■ Selection
^^^^^^^^

London said advice from the law firm Hamel-Smith and Company supported that of Pascall, the THA’s Senior State Counsel, who indicated the THA was not breaking any law on the RHL deal. He said Hamel-Smith and Company advised the THA was a statutory authority which must “closely adhere” to the provisions of its governing legislation. London said “the length of the lease is inconsequential” in the RHL deal. He said leasing the land to the developer so the developer could establish a connection with the property to satisfy banking requirements was “normal practice”.
Pascall, the THA’s lawyer, said the BOLT arrangement did not contravene the THA Act. “This is a pure lease arrangement. There is no law that prevents the THA from leasing property from anyone.”
He said the lease agreement, from which he quoted, was prepared and registered by Port-of-Spain law firm Fitzwilliam Stone Furness Smith and Morgan, and if any aspersions were being cast, it was being done against the character of reputable attorneys.
London said while the People’s Partnership administration was on one hand promising increased autonomy for the THA through internal self-government, it was also “undermining” the limited autonomy the Assembly now enjoys.
He repeated his view that the Prime Minister’s motives were politically motivated, in light of the upcoming THA election tipped to be held next April. “The politics of Trinidad and Tobago has changed for the worse,” he declared, stating the prevailing political culture was one where “to win you must destroy people’s character”.

^^^^^^^^

■ Record set

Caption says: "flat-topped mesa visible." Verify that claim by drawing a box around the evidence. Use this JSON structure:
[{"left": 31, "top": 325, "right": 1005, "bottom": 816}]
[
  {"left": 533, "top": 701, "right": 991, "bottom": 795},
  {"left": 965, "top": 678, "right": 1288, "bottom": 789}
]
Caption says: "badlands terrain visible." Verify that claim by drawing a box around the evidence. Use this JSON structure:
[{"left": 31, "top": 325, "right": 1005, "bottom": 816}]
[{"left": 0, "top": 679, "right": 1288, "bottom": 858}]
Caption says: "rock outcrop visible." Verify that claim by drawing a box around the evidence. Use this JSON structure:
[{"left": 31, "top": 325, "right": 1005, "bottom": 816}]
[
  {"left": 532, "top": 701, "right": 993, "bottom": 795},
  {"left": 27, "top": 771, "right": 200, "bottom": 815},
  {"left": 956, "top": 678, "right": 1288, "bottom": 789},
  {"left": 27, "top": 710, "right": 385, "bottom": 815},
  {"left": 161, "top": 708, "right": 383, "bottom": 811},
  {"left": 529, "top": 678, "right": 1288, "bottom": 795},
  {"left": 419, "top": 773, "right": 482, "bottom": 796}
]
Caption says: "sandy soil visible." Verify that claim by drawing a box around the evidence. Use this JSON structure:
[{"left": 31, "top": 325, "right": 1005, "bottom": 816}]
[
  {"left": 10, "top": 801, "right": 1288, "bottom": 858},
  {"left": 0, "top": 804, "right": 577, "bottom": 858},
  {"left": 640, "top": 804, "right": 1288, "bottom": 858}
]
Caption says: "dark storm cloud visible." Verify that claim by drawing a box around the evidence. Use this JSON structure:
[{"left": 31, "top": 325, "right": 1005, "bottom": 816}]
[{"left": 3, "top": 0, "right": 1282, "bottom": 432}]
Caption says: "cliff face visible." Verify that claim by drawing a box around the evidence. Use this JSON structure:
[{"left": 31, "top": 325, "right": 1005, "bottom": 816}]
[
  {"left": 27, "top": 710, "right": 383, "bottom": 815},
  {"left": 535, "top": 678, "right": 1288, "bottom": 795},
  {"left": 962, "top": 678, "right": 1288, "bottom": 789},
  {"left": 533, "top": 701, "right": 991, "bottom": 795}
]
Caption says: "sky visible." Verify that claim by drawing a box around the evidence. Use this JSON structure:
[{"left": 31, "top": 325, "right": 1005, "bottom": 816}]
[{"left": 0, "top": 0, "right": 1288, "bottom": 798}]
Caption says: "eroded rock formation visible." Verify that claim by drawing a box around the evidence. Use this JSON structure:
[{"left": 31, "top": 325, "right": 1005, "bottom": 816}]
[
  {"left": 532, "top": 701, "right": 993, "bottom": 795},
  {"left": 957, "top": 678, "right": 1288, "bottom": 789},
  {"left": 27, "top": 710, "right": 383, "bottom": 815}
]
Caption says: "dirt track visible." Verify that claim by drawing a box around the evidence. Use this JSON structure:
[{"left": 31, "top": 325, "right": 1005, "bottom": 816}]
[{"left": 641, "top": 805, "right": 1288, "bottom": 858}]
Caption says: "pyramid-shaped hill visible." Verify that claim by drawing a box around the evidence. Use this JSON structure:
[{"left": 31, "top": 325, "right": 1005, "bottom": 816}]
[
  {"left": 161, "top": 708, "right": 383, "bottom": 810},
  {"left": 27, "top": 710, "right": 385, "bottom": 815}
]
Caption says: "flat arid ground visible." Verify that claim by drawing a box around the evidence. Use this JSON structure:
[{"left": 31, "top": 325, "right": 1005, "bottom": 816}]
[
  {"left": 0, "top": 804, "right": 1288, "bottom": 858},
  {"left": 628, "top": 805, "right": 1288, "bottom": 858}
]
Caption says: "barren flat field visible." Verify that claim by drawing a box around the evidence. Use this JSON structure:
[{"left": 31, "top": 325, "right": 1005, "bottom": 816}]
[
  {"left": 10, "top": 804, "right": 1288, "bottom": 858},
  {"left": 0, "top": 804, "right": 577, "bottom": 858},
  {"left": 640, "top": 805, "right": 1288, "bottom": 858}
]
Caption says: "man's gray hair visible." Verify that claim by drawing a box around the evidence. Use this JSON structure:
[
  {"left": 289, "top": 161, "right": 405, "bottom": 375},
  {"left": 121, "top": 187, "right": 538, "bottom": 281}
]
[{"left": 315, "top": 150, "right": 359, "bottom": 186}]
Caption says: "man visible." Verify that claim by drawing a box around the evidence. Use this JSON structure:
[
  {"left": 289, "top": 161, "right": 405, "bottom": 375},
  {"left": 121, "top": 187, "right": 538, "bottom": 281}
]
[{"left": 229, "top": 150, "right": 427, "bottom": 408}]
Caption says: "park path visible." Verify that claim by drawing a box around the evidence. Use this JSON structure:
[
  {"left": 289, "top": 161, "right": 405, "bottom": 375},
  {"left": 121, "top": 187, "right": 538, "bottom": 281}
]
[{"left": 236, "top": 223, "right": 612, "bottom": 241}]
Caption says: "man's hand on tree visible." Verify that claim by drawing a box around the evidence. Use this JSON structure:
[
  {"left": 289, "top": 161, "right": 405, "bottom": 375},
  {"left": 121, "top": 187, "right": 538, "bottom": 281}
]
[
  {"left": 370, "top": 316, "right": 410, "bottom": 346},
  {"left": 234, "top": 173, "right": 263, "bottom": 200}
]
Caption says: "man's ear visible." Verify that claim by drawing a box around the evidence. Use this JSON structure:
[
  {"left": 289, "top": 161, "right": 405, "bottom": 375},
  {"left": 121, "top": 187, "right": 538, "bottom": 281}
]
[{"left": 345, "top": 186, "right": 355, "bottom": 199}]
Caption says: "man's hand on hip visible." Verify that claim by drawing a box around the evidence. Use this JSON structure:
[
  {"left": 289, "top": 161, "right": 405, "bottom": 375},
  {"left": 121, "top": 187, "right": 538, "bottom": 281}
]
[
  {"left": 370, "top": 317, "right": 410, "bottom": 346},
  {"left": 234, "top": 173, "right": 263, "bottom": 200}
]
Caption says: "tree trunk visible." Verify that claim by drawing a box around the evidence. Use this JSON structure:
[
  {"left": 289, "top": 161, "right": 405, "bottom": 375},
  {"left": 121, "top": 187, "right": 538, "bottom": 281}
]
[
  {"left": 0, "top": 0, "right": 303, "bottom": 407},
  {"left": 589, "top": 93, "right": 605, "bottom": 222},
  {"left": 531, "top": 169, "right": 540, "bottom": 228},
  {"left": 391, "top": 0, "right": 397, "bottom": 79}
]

^^^^^^^^

■ Problems
• A. Answer these questions about the news excerpt on the THA lease deal:
(i) Which law firm's advice did London say supported Pascall's?
(ii) Which Port-of-Spain law firm prepared and registered the lease agreement?
(iii) When is the upcoming THA election tipped to be held?
• B. Find each line in the listing that contains the string "flat", and copy those lines.
The listing is unrelated to the news excerpt.

■ Solutions below
• A.
(i) Hamel-Smith and Company
(ii) Fitzwilliam Stone Furness Smith and Morgan
(iii) Next April

• B.
Caption says: "flat-topped mesa visible." Verify that claim by drawing a box around the evidence. Use this JSON structure:
Caption says: "flat arid ground visible." Verify that claim by drawing a box around the evidence. Use this JSON structure:
Caption says: "barren flat field visible." Verify that claim by drawing a box around the evidence. Use this JSON structure:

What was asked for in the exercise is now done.